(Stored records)
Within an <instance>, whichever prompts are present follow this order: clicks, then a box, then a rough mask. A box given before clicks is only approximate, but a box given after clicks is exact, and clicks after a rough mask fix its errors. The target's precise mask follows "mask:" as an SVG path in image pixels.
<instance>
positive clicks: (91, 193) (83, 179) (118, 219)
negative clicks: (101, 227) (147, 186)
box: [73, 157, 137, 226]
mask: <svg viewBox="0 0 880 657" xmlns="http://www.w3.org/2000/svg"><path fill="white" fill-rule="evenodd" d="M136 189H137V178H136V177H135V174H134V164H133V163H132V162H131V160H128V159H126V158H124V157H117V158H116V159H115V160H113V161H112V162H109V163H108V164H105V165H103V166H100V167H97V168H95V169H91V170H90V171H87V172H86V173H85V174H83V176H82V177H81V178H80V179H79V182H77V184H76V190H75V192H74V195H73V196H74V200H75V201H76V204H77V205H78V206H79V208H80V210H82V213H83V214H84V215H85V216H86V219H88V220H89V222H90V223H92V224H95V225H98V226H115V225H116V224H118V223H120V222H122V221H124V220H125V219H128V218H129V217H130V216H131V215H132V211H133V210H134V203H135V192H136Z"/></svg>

Task to carry out: Arrange every line of the records above as a Markdown table with the columns "No." and "Text", giving each line its row number and leaving out blank lines.

Result:
| No. | Text |
|---|---|
| 1 | Within an <instance>, whichever prompts are present follow this order: clicks, then a box, then a rough mask. A box given before clicks is only approximate, but a box given after clicks is exact, and clicks after a rough mask fix its errors. The target's precise mask follows "mask:" as an SVG path in image pixels. |
| 2 | <instance> |
| 3 | positive clicks: (91, 193) (83, 179) (118, 219) |
| 4 | negative clicks: (101, 227) (147, 186) |
| 5 | box: [73, 157, 137, 226] |
| 6 | mask: <svg viewBox="0 0 880 657" xmlns="http://www.w3.org/2000/svg"><path fill="white" fill-rule="evenodd" d="M136 189H137V178H136V177H135V174H134V164H133V163H132V162H131V160H128V159H126V158H124V157H117V158H116V159H115V160H113V161H112V162H109V163H108V164H105V165H103V166H100V167H97V168H95V169H91V170H90V171H87V172H86V173H85V174H83V176H82V177H81V178H80V179H79V182H77V184H76V190H75V192H74V195H73V196H74V200H75V201H76V204H77V205H78V206H79V208H80V210H82V213H83V214H84V215H85V216H86V219H88V220H89V222H90V223H92V224H95V225H98V226H115V225H116V224H118V223H120V222H122V221H124V220H125V219H128V218H129V217H130V216H131V215H132V211H133V210H134V203H135V192H136Z"/></svg> |